I did not respond. Many people of color cannot tolerate white people…for good reason. We have created these horrendous systems of power from which we benefit. By virtue of being white, I do “represent” all the assholes in this country who screw people of color. I look just like the cop who might have pulled over the African American man in the store. I did not respond because it would not have changed anything. If I said, “I’m not an asshole…I’m a “good” white person,” I probably would have made the man even more angry. So what do we do, as white people, when we think to ourselves…”oh, it’s not me…I’m a good white person…”. WHAT DO WE DO?????
I believe that good questions are as important as answers. I do not have a magical answer. All I can say is that we do not give up. We push to make change every minute of every day. I used to be a college professor. I retired six years ago. I don’t have the opportunity to work with young adults on a daily basis anymore. I miss being around young people since I now live in a senior cooperative. I believe that in my 35 years as a professor, I learned more from my students than I ever taught them. Today, all my neighbors are old farts, just like me. Some talk about the “good old radical days in the 60’s….” I honestly do not know many of my neighbors intimately. I don’t know all their stories, where they worked, what they did, etc. To live here at Becketwood, you need money, which means most of us here are white people because we are more likely to have accumulated some degree of wealth in our lifetime, or we have access to “borrow” money from banks.. l want Becketwood to look more like the rest of the world. I have worked really hard in my lifetime to live in a world that includes intimate friendships with people of color, poor people, young people, Elders, people of various religious backgrounds, people with various abilities. As a lesbian for over half of my lifetime, I have always had heterosexual friends who did not merely “tolerate” me. I’ve always challenged people who simply “tolerate” people who are not just like them. It’s not enough to “tolerate” people.

▶ **Stored items from a collection**
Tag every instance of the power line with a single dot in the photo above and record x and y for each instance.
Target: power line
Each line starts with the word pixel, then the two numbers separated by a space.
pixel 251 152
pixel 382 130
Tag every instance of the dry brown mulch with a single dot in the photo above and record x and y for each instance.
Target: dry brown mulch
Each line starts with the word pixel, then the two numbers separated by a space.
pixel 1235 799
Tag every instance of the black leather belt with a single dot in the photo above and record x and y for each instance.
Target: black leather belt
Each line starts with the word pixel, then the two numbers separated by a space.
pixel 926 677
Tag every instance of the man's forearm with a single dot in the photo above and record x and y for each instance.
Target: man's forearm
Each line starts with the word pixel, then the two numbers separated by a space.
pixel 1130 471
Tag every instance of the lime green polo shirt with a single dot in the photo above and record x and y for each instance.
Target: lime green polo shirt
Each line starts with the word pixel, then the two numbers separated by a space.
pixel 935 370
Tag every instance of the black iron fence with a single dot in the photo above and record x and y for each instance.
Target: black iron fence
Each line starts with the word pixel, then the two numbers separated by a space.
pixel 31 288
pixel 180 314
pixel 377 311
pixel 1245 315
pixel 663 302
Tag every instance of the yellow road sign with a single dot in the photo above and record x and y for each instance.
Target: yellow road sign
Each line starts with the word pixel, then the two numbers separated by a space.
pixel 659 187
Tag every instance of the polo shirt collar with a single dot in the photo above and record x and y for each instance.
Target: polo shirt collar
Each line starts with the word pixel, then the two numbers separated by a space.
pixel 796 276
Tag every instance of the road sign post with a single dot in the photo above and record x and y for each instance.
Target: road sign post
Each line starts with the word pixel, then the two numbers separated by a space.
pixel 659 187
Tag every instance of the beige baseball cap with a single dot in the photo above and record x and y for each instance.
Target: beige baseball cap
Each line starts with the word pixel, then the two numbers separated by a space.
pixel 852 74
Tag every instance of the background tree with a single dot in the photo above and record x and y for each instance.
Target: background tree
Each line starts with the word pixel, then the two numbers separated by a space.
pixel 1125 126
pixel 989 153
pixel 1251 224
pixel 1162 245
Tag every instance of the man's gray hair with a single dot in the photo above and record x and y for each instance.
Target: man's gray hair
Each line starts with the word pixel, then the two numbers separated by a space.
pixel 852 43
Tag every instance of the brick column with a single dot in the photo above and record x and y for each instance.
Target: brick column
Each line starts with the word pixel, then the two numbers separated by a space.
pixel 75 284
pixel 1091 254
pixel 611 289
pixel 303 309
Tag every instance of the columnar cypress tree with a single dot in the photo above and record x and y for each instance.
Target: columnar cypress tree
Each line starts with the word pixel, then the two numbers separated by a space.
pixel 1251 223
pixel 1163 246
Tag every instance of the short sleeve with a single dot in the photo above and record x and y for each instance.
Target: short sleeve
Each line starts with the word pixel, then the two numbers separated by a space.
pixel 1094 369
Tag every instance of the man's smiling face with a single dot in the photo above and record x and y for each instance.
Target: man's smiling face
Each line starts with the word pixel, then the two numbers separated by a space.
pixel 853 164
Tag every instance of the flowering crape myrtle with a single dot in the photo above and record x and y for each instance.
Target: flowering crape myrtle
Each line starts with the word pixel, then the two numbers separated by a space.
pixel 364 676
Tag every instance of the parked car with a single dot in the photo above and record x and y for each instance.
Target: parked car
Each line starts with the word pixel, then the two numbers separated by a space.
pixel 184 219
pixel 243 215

▶ **REQUIRED ACTION A**
In the essay on being a white person, change the passage from "I did not respond." to "DO WE DO?????" by replacing "cop" with "police officer", and write it out.
▶ **REQUIRED ACTION B**
Continue the essay on being a white person from its last sentence.
The material has no connection to the text.

▶ **RESPONSE AREA A**
I did not respond. Many people of color cannot tolerate white people…for good reason. We have created these horrendous systems of power from which we benefit. By virtue of being white, I do “represent” all the assholes in this country who screw people of color. I look just like the police officer who might have pulled over the African American man in the store. I did not respond because it would not have changed anything. If I said, “I’m not an asshole…I’m a “good” white person,” I probably would have made the man even more angry. So what do we do, as white people, when we think to ourselves…”oh, it’s not me…I’m a good white person…”. WHAT DO WE DO?????

▶ **RESPONSE AREA B**
I just got off yet another zoom call. I seem to live on zoom all the time, especially during this pandemic. Yes, it’s great to not be totally isolated, but you can’t touch or hug someone on zoom.
The zoom call was with Old Lesbians Organizing for Change (OLOC). I was a panelist on a program called: ”What did I forget?” Enough said. OLOC is a great organization. As a dyke who is basically single, it was lovely to see the faces of other dykes for the past 90 minutes. I did not feel as isolated as I sometimes feel. I love my kitties, but they can’t answer any questions i have, and i don’t speak kitty language to understand what they might be asking me, though one of my kitties loves to sit on my lap when i’m on a zoom call. He must like hearing voices besides my voice.
I’m going to stop now because I’m tired. Tired of the pandemic. Tired of having vascular dementia. Tired of being alone most of the time. Tired of all the fucking violence in this world. Everyone, be safe.